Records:
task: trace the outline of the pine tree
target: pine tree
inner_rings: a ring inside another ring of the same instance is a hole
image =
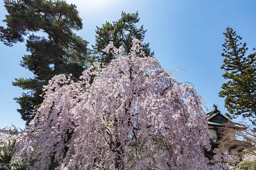
[[[0,39],[10,46],[23,42],[30,52],[23,57],[21,65],[32,72],[32,78],[15,79],[14,86],[26,90],[14,99],[23,119],[29,122],[35,107],[43,101],[40,96],[43,85],[56,74],[72,74],[78,77],[88,59],[88,42],[76,35],[74,30],[82,28],[76,7],[64,0],[4,0],[8,12],[3,21],[7,28],[0,27]],[[46,37],[35,33],[44,34]]]
[[[222,45],[225,57],[220,68],[222,75],[228,80],[222,86],[219,96],[225,98],[225,106],[230,117],[242,115],[249,117],[255,124],[256,116],[256,53],[246,55],[246,43],[229,27],[223,33],[225,42]]]
[[[127,14],[122,12],[121,18],[111,24],[107,21],[102,27],[97,27],[96,42],[92,46],[92,55],[96,61],[108,63],[113,59],[112,54],[102,51],[107,47],[110,41],[114,42],[115,47],[122,46],[125,52],[130,52],[133,45],[132,40],[136,39],[143,41],[147,30],[144,30],[143,26],[139,28],[136,25],[139,22],[139,13]],[[143,50],[146,55],[153,56],[154,52],[151,52],[149,48],[149,43],[143,46]]]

• _DESCRIPTION OF THE TASK_
Put every line of the entries above into a numbered list, skipping blank lines. Leave the pictures out of your answer.

• _ANSWER TO THE TASK_
1. task: trace the outline of the pine tree
2. target: pine tree
3. inner_rings: a ring inside another ring of the same instance is a hole
4. image =
5. [[[0,39],[10,46],[23,42],[30,52],[23,57],[21,65],[32,72],[32,78],[15,79],[14,86],[26,90],[14,99],[23,119],[29,122],[35,107],[43,101],[40,96],[43,85],[56,74],[72,74],[78,77],[88,59],[88,42],[76,35],[74,30],[82,28],[76,7],[64,0],[4,0],[8,12],[3,21],[7,28],[0,27]],[[46,37],[35,33],[44,34]]]
6. [[[222,45],[225,57],[220,68],[222,75],[228,80],[222,86],[219,96],[225,98],[225,106],[230,117],[242,115],[249,117],[255,124],[256,116],[256,53],[246,55],[246,43],[229,27],[223,33],[225,42]]]
7. [[[127,14],[122,12],[121,18],[111,24],[107,21],[102,27],[97,27],[96,42],[92,46],[92,55],[96,61],[108,63],[113,59],[112,54],[102,51],[107,47],[110,41],[114,42],[115,47],[122,46],[125,52],[130,52],[133,45],[132,40],[136,39],[143,41],[147,30],[144,30],[143,26],[139,28],[136,25],[139,22],[139,13]],[[143,50],[146,55],[153,56],[154,52],[151,52],[149,48],[149,43],[143,46]]]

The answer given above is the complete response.